━━ DATA SHOWN ━━

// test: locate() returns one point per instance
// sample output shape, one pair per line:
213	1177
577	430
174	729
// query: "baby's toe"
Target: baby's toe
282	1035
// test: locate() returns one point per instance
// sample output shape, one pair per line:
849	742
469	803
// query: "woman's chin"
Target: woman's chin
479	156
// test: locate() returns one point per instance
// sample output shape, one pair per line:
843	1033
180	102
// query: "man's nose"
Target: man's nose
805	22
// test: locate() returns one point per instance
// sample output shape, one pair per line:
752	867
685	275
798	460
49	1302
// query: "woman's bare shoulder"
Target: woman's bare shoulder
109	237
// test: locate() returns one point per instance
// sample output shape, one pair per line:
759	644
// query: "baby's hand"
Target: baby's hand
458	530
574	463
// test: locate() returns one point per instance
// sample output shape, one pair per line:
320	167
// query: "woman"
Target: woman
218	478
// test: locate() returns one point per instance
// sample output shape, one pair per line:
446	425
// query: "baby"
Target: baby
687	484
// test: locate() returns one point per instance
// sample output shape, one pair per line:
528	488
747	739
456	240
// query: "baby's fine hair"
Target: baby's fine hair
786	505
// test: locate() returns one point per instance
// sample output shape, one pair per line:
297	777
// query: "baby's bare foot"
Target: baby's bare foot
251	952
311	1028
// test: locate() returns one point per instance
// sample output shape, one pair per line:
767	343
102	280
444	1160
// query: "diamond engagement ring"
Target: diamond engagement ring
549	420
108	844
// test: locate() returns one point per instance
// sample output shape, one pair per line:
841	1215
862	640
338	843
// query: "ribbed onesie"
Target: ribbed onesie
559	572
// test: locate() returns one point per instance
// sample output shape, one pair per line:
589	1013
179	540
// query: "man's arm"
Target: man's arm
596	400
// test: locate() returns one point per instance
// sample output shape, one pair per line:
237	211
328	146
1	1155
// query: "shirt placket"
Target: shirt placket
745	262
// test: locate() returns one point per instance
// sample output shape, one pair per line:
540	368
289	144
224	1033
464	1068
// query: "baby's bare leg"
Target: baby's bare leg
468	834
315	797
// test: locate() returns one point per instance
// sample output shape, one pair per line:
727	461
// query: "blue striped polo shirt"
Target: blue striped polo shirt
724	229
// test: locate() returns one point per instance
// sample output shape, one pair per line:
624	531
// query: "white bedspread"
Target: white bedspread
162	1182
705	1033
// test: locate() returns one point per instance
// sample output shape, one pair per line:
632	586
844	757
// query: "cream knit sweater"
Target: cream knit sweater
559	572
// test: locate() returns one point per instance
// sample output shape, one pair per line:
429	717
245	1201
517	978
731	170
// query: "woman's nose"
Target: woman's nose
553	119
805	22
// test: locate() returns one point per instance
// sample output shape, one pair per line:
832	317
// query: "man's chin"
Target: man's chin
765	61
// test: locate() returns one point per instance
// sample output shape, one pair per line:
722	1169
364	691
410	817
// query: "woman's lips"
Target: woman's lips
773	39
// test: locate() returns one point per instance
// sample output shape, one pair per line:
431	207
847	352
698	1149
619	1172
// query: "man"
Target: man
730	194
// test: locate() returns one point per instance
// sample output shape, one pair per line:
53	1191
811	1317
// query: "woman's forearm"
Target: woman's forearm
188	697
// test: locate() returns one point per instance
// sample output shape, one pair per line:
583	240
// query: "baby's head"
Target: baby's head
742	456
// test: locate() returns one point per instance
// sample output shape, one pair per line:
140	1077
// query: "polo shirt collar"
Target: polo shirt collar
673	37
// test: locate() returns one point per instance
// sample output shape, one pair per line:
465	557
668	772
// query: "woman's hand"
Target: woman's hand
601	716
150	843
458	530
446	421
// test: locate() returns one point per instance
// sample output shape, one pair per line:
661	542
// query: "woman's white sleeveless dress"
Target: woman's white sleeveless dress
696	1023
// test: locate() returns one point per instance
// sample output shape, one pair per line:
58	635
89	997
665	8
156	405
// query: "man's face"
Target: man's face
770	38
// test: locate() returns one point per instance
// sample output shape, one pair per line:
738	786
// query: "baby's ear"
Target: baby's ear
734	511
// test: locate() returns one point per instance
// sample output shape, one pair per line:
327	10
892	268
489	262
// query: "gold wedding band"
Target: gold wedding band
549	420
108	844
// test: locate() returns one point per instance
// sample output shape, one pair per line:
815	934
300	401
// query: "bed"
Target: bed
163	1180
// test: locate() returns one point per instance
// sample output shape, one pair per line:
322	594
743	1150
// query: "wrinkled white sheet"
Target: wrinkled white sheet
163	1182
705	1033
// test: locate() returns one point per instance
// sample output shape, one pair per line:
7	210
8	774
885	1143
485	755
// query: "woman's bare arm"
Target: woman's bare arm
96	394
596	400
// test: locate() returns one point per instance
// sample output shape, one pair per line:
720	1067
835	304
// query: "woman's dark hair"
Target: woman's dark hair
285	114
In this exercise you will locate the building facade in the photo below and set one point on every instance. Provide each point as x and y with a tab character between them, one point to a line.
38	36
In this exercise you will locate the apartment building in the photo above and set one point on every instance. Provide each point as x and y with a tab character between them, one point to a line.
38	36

━━━

### [TASK OBJECTIVE]
Reproduce the entire listing word for word.

### [PROBLEM SOLUTION]
// test: locate() returns one point per instance
// sample output shape, one pair per line:
213	1177
577	430
174	729
// query: "baby's toe"
Target: baby's toe
282	1035
// test: locate() returns one point per instance
// sample output shape, one pair per line:
849	742
469	803
// query: "woman's chin"
Target: woman's chin
479	156
// test: locate() returns one point per instance
// sample output shape, one pair per line:
843	1033
180	102
// query: "man's nose"
Target: man's nose
805	22
// test: locate() returns one point per instance
// sample output shape, one pair per line:
752	867
685	275
798	460
49	1302
// query: "woman's bare shoulder"
Target: woman's bare shoulder
109	237
// test: locate() returns one point per instance
// sample output shape, one pair per line:
759	644
// query: "baby's hand"
Target: baby's hand
458	530
574	463
// test: locate() returns one point per instance
// sample output shape, one pair per line:
320	167
// query: "woman"
Target: woman
218	478
// test: locate() returns one point per instance
// sample output shape, one pair per line:
446	425
// query: "baby"
Target: baby
687	484
// test: locate() returns one point per instance
// sample output shape, one pair per line:
528	488
747	739
456	240
// query: "baby's fine hair"
Target: baby's fine hair
786	505
// test: locate() returns one point per instance
// sample output shape, one pair per line:
297	777
// query: "baby's bare foot"
Target: baby's bare foot
251	952
311	1028
// test: locate() returns one point per instance
// sample output shape, one pair per line:
767	343
102	280
444	1160
// query: "diamond engagement ring"
Target: diamond engagement ring
549	420
108	844
// test: locate() returns one point per instance
// sample output shape, one pair per line:
841	1215
862	640
338	843
// query: "ribbed onesie"
Target: ribbed onesie
559	572
// test: locate() returns one point per instance
// sample output shape, one pair per line:
589	1013
179	540
// query: "man's arm"
Target: man's arm
596	400
// test: locate() returns one point per instance
// sample output shape, one pair per line:
237	211
328	146
1	1155
// query: "shirt placket"
Target: shirt placket
745	262
// test: locate() returns one point per instance
// sample output shape, one pair per line:
540	368
289	144
224	1033
464	1068
// query: "baby's bare leg"
Target: baby's bare leg
468	834
315	797
// test: locate() returns one point per instance
// sample output shape, one pair per line:
727	461
// query: "blue striped polo shirt"
Target: blue striped polo shirt
724	229
// test: locate() returns one point per instance
// sample output shape, one pair per line:
624	531
// query: "white bedspread"
Target: white bedspread
162	1182
705	1033
// test: locate() returns one point per instance
// sample output shape, one pair per line:
632	586
844	757
// query: "cream knit sweater"
Target: cream knit sweater
559	572
// test: locate() returns one point per instance
// sample output shape, one pair per line:
429	717
245	1201
517	978
731	170
// query: "woman's nose"
Target: woman's nose
553	119
805	22
// test: locate() returns one point per instance
// sample output shape, one pair per line:
832	317
// query: "man's chin"
Target: man's chin
765	61
// test: locate() returns one point per instance
// sample output shape, one pair per line:
722	1169
364	691
410	817
// query: "woman's lips"
Target: woman's lips
773	39
// test: locate() returns one point per instance
// sample output shape, one pair per line:
431	207
847	352
698	1149
619	1172
// query: "man"
Target: man
730	194
// test: locate() returns one point per instance
// sample output shape, one pair per line:
53	1191
811	1317
// query: "woman's forearm"
Target: woman's forearm
188	697
// test: locate() returns one point per instance
// sample output shape, one pair per line:
583	240
// query: "baby's head"
Target: baby's head
742	456
// test: locate() returns one point per instance
// sample output shape, one pair per line:
140	1077
// query: "polo shirt collar"
Target: polo shirt collar
673	37
// test: locate() returns one point per instance
// sample output shape, one pair per line:
465	557
668	772
// query: "woman's hand"
Target: woman's hand
601	716
150	843
458	530
446	421
// test: locate() returns one point per instance
// sample output shape, one pair per line:
661	542
// query: "woman's white sleeveless dress"
Target: woman's white sleeveless dress
696	1023
// test: locate() returns one point per instance
// sample output shape, one pair per line:
58	635
89	997
665	8
156	405
// query: "man's face"
Target: man's face
770	38
// test: locate() returns one point per instance
// sample output shape, one pair per line:
738	786
// query: "baby's ear"
Target: baby's ear
734	511
// test: locate() returns one point per instance
// sample output shape, one pair per line:
327	10
892	268
489	262
// query: "gold wedding band"
Target: gold wedding band
549	420
108	844
// test: locate() returns one point per instance
// sample output shape, one pair per line:
815	934
300	401
// query: "bed"
Target: bed
163	1180
// test: locate() returns one point per instance
// sample output shape, one pair per line:
322	594
743	1150
// query: "wrinkled white sheet"
Target: wrinkled white sheet
163	1182
705	1033
// test: locate() returns one point per instance
// sample output shape, one pair per line:
7	210
8	774
885	1143
485	755
// query: "woman's bare arm"
Target: woman's bare arm
96	394
596	400
// test: locate() returns one point per instance
// sample output shape, one pair per line:
720	1067
835	304
// query: "woman's dark hair"
Target: woman's dark hair
285	114
In this exercise you will locate the building facade in the photo below and set one point on every instance. Provide each point as x and y with a tab character between them, one point to a line.
38	36
In this exercise you will locate the apartment building in the photo above and set one point on every instance. Provide each point as x and y with a tab character between them, one point to a line.
38	36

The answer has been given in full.